-- Begin --

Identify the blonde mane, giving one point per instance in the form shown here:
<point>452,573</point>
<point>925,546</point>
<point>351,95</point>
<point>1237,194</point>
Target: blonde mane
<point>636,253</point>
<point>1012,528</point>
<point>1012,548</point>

-- End --

→ What the task asks:
Rewrite the entries above, changing every "blonde mane" to "golden mane" and leaving everything else as it is.

→ Solution to this exercise:
Identify the golden mane, giving one point per instance in the form shown here:
<point>452,573</point>
<point>925,546</point>
<point>351,95</point>
<point>1237,194</point>
Target: golden mane
<point>636,253</point>
<point>1012,528</point>
<point>1012,548</point>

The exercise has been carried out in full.